— Given task A —
Return the full text on organization design word for word.

Over the years I have seen many leaders delegate the design of their organization to HR partners instead of leading it themselves. Big mistake and here is why.

Leaders send very loud messages when they announce a new organizational structure. The first thing employees do is scrutinize the newly minted organizational chart to draw their own conclusions on the power shifts that have occurred via a change in the decision making process.

In his book Designing Organizations: An Executive Guide to Strategy, Structure, and Process, Jay Galbraith, one of the world’s leading experts in organizational design, states, “Organization design decisions significantly affect the executive’s unit. By choosing who decides and by designing the process influencing how things are decided, the executive shapes every decision made in the unit. The leaders become less of a decision maker and more of a decision shaper. Organization design decisions are the shapers of the organization’s decision-making process.”

The leader’s role in organization design is to trike the right balance between each element of an organization design. He/she must follow the organization design process carefully to arrive at the most effective structure to achieve business objectives. A structure must be derived from a company’s strategy and then designed to support it. The strategy is based on a number of strategic business objectives (SBOs) that identify the imperatives that need to be accomplished to successfully execute it. To accomplish these SBOs, the leaders of a company require: people with the right skills and mindset, reward systems that motivate the workforce, effective business processes that allow the sharing of information that will get the work done, and an organizational structure that establishes where the power to make decisions resides and facilitates how the work is conducted. Together, these define acceptable behaviour, drive performance, and shape the organizational culture.

— Given task B —
Reproduce every line of the position identification records below, requests included. Scale each point coordinate in the answers by 0.3 and round it to a whole number, with halves rounding up. Leave the requests and their format samples unchanged.

Position identification records

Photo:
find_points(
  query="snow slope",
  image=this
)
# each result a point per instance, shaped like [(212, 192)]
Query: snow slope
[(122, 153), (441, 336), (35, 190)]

— Full solution A —
Over the years I have seen many leaders delegate the design of their organization to HR partners instead of leading it themselves. Big mistake and here is why.

Leaders send very loud messages when they announce a new organizational structure. The first thing employees do is scrutinize the newly minted organizational chart to draw their own conclusions on the power shifts that have occurred via a change in the decision making process.

In his book Designing Organizations: An Executive Guide to Strategy, Structure, and Process, Jay Galbraith, one of the world’s leading experts in organizational design, states, “Organization design decisions significantly affect the executive’s unit. By choosing who decides and by designing the process influencing how things are decided, the executive shapes every decision made in the unit. The leaders become less of a decision maker and more of a decision shaper. Organization design decisions are the shapers of the organization’s decision-making process.”

The leader’s role in organization design is to trike the right balance between each element of an organization design. He/she must follow the organization design process carefully to arrive at the most effective structure to achieve business objectives. A structure must be derived from a company’s strategy and then designed to support it. The strategy is based on a number of strategic business objectives (SBOs) that identify the imperatives that need to be accomplished to successfully execute it. To accomplish these SBOs, the leaders of a company require: people with the right skills and mindset, reward systems that motivate the workforce, effective business processes that allow the sharing of information that will get the work done, and an organizational structure that establishes where the power to make decisions resides and facilitates how the work is conducted. Together, these define acceptable behaviour, drive performance, and shape the organizational culture.

— Full solution B —
Photo:
find_points(
  query="snow slope",
  image=this
)
# each result a point per instance, shaped like [(212, 192)]
Query: snow slope
[(37, 46), (132, 101), (11, 57)]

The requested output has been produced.